§ Die Datensätze:
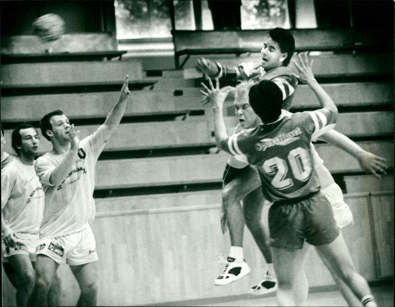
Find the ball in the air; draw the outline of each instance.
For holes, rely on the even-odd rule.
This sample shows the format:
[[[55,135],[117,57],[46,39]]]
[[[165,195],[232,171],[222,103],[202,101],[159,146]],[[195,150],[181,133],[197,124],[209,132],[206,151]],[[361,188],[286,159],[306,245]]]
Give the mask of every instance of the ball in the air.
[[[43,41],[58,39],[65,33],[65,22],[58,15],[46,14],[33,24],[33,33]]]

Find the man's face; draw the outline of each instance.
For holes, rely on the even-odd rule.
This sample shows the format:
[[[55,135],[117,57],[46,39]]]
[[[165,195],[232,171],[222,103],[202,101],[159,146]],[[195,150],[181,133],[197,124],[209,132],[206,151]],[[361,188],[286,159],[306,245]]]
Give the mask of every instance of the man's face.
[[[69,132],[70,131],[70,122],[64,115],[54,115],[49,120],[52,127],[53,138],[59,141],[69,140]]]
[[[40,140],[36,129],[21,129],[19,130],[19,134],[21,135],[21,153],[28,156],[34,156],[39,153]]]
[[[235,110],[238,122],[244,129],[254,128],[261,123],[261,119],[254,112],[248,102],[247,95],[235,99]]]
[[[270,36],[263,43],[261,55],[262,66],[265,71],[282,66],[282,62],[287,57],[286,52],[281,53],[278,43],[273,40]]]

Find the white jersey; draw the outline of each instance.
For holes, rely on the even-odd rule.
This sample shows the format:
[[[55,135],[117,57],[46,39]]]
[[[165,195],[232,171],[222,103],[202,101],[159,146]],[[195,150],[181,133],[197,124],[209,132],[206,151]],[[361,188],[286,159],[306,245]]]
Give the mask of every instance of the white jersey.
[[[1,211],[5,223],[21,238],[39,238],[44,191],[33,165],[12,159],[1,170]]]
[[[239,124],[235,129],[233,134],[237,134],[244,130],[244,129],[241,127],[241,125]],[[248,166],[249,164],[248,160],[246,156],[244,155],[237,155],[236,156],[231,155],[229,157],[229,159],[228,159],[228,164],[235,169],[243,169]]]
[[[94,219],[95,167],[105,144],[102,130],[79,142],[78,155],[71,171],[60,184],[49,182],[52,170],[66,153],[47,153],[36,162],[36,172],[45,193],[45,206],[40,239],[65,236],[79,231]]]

* * *

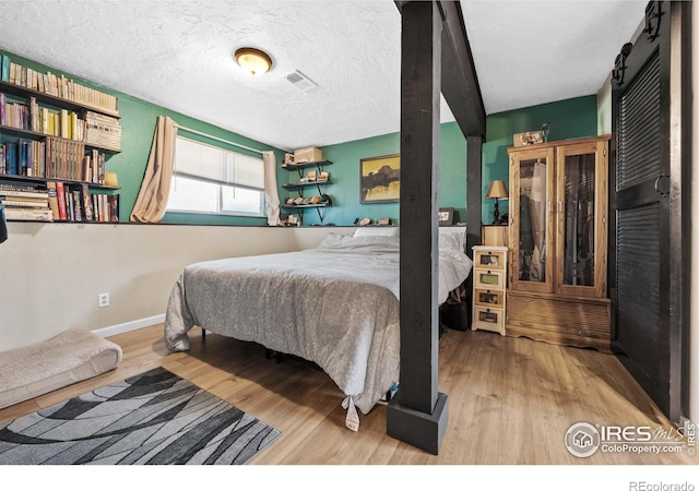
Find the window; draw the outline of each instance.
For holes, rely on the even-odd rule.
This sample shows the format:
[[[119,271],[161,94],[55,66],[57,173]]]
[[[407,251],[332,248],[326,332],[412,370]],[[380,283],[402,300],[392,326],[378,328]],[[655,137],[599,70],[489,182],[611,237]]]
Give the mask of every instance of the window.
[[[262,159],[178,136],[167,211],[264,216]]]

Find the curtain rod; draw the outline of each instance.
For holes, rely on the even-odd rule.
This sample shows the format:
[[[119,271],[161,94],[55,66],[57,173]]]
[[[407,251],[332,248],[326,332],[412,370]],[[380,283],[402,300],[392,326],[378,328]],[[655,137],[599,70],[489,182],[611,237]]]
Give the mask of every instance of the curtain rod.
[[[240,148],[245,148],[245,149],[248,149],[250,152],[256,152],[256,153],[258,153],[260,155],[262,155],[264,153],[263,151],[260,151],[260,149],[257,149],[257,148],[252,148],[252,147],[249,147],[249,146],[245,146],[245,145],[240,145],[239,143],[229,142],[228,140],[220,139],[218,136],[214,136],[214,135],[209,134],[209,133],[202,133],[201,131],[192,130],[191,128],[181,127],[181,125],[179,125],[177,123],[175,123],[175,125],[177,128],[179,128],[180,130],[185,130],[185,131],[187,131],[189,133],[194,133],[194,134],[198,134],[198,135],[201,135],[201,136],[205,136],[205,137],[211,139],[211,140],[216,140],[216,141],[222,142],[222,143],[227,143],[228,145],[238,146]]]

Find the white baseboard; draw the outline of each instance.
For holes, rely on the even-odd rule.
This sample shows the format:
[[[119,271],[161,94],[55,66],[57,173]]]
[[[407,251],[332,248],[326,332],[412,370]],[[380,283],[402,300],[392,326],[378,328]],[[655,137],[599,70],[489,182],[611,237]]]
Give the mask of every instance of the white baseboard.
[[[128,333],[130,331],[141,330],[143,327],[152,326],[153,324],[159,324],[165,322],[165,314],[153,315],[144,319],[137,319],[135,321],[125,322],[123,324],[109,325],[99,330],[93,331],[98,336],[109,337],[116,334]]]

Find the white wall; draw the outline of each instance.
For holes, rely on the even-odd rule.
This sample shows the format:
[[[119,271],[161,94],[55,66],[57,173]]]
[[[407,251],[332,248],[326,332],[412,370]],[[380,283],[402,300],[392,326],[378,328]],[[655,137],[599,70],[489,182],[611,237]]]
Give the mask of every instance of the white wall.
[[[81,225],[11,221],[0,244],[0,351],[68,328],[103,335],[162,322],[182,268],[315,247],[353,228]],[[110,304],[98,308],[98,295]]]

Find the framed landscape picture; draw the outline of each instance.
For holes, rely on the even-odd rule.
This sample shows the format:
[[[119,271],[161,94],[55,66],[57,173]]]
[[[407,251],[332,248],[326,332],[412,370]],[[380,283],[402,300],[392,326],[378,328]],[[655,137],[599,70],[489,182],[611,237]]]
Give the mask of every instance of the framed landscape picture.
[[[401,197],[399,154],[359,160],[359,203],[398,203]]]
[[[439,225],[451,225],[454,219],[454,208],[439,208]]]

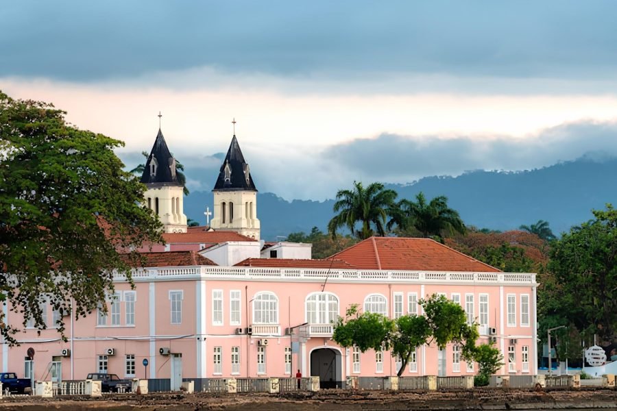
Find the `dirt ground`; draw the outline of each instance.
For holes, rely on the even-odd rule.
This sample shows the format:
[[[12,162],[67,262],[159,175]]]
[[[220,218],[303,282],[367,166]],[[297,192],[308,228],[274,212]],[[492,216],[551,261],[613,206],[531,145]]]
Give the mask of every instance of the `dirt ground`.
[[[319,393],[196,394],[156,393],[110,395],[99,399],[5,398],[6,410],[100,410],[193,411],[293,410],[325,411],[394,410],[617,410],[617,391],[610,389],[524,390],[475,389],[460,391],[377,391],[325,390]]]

==

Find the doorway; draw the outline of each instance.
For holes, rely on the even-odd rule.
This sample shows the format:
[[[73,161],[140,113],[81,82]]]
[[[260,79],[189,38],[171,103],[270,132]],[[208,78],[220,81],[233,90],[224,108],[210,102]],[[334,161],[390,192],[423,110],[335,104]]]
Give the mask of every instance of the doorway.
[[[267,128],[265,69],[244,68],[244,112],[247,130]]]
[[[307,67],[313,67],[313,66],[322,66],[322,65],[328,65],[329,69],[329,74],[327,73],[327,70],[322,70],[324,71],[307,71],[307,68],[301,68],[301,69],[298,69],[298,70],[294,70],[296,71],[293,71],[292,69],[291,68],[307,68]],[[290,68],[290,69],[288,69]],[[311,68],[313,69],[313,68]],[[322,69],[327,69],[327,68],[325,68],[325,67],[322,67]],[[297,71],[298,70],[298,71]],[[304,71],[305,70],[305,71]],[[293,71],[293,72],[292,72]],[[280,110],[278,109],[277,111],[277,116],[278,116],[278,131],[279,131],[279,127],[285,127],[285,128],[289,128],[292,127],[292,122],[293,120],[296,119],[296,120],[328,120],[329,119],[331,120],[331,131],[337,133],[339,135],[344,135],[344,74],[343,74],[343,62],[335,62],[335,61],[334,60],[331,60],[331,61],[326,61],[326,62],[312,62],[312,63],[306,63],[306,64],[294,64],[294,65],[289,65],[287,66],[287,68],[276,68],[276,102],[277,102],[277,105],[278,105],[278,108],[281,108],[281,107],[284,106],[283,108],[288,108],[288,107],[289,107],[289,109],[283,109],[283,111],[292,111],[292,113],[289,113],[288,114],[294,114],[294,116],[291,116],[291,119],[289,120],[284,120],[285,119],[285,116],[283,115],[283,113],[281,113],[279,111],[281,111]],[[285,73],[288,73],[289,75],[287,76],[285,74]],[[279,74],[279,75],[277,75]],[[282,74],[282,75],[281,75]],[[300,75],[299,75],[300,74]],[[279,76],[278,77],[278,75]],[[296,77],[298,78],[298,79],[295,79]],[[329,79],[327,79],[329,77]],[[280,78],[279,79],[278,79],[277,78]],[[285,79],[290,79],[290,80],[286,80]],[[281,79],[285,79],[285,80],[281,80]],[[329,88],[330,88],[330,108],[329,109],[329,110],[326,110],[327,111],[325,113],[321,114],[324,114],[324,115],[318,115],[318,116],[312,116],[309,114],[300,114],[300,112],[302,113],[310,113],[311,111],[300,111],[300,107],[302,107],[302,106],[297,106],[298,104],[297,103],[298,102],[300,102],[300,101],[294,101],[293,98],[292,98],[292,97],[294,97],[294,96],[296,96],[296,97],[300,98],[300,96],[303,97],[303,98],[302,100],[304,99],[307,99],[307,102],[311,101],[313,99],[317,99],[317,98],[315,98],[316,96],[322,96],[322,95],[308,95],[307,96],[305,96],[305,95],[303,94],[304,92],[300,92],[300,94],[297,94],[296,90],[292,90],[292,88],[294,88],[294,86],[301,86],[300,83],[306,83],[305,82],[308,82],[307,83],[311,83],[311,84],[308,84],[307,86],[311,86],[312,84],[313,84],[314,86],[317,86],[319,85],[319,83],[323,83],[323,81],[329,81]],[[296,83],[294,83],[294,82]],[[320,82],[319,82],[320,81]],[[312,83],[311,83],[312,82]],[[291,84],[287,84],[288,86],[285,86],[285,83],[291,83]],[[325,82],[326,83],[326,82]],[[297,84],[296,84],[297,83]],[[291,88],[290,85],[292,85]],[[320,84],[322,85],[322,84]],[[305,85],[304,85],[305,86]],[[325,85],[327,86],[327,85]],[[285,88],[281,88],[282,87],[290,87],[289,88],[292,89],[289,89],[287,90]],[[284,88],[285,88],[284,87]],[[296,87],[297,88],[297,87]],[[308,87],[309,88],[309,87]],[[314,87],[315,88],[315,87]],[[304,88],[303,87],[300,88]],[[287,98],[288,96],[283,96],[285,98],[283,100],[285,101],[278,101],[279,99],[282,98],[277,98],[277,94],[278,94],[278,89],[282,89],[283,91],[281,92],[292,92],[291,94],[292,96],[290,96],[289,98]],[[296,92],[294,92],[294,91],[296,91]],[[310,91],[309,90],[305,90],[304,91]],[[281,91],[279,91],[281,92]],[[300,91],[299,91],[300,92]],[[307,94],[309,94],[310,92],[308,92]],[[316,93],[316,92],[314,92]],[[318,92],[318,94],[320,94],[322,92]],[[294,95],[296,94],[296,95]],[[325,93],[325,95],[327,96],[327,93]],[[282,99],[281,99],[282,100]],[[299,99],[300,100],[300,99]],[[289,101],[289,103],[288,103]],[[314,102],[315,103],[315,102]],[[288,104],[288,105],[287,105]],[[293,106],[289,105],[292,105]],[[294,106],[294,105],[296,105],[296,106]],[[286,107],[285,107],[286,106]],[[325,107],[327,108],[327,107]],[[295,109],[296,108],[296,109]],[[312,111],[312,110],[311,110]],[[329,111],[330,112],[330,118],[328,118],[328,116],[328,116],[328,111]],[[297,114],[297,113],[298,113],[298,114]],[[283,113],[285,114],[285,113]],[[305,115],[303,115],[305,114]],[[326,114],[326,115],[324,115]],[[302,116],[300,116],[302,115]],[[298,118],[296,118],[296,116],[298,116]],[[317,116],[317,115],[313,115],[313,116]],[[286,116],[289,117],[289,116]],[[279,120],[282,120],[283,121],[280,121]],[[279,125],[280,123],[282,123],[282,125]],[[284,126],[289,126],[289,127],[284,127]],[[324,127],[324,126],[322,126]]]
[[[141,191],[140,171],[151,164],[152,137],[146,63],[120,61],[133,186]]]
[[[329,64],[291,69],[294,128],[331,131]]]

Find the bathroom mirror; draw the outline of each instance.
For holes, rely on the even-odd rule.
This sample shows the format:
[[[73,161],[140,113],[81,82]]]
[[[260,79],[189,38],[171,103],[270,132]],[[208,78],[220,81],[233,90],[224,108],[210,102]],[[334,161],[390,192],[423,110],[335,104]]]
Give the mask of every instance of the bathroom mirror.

§ Zu erstellen: Geben Sie die Zeilen aus den obigen Datensätzen wortgetreu wieder, beginnend mit der Zeile, die "Find the curtain" enthält, und endend mit der Zeile, die "Give the mask of every instance of the curtain" enthält. Beide Zeilen gehören dazu.

§ Ergebnis der Aufgabe:
Find the curtain rod; draw the outline of each instance.
For holes, rely on the even-odd rule.
This sample shows the format:
[[[119,271],[161,94],[55,66],[57,173]]]
[[[407,251],[332,248],[326,332],[412,370]],[[380,283],[402,300],[392,326],[378,328]],[[655,137],[599,70],[489,182],[611,237]]]
Give the mask of every instance of the curtain rod.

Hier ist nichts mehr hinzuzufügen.